Running py.test --pdb rather than plain py.test so it drops into the debugger when the test fails, I can see that check.cached_total is 10, while check.add_cached is only 9.

The particular case that failed there was the one in test_threads_ttl (using freeze_time). The first failure I saw was in test_threads.

Fedora does patch the threading module, but we shouldn't be hitting that code since we aren't passing a timeout to Thread.wait: http://pkgs.fedoraproject.org/cgit/python.git/tree/00181-allow-arbitrary-timeout-in-condition-wait.patch

ncoghlan commented 9 years ago

Oh, now I understand that block comment in test_threads - I didn't realise what cached_property actually did :)

In that case, I suppose it's possible that for some reason one of the threads is dragging its feet and not starting running until after one of the other threads has already shadowed the property with a normal value.

ncoghlan commented 9 years ago

I'm heading out, but I've kicked off a test run using this modified implementation of run_threads in the tests:

    def run_threads(self, num_threads):
        launch = Event()
        def _replace_in_thread(started):
            return lambda: (started.set(), launch.wait(), self.add_cached)
        threads = []
        start_events = []
        for _ in range(num_threads):
            started = Event()
            thread = Thread(target=_replace_in_thread(started))
            thread.start()
            threads.append(thread)
            start_events.append(started)
        for started in start_events:
            started.wait()
        launch.set()
        for thread in threads:
            thread.join()

That means the sleep in the cached property test is only covering the threads reacting to the event being signalled, rather than actually starting them. (There's still be a problem to report to the Fedora python and/or kernel teams though, so it would be weird for 5 threads to be taking an entire second to all start)

ncoghlan commented 9 years ago

Even with that modified implementation, that still failed within 28 runs of the test suite. I'd suggest pinging the Fedora python-devel list at this point.

vpavlin commented 9 years ago

@ncoghlan Do you want me to do it, or will you? (Anyway thanks for looking at this)
------------
• [ABOUT THIS EXERCISE]: Reproduce the discussion of the failing cached property test from "In that case, I" up to and including "(started.set(), launch.wait(), self.add_cached)", swapping "dragging its feet" for "lagging behind".

Items listed in a dataset:
------------
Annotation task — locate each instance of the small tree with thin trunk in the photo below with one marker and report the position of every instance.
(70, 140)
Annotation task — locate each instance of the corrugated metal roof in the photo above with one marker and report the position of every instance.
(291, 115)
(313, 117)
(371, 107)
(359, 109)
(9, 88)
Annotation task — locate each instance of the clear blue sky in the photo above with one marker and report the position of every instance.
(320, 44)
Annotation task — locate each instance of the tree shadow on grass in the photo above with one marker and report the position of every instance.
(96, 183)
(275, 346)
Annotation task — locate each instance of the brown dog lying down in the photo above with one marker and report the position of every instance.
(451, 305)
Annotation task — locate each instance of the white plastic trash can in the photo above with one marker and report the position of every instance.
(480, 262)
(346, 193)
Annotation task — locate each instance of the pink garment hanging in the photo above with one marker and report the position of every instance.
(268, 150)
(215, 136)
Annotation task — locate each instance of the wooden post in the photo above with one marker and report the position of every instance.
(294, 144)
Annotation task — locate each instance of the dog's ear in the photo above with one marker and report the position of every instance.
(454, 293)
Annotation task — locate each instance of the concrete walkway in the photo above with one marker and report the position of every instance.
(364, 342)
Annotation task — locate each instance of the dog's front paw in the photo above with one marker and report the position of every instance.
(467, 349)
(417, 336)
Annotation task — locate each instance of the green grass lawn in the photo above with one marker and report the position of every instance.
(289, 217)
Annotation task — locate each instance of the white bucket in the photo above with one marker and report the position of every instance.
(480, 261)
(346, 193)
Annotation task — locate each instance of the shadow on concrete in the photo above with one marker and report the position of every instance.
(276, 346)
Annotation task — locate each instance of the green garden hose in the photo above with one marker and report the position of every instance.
------------
• [SOLUTION BELOW]:
In that case, I suppose it's possible that for some reason one of the threads is lagging behind and not starting running until after one of the other threads has already shadowed the property with a normal value.

ncoghlan commented 9 years ago

I'm heading out, but I've kicked off a test run using this modified implementation of run_threads in the tests:

    def run_threads(self, num_threads):
        launch = Event()
        def _replace_in_thread(started):
            return lambda: (started.set(), launch.wait(), self.add_cached)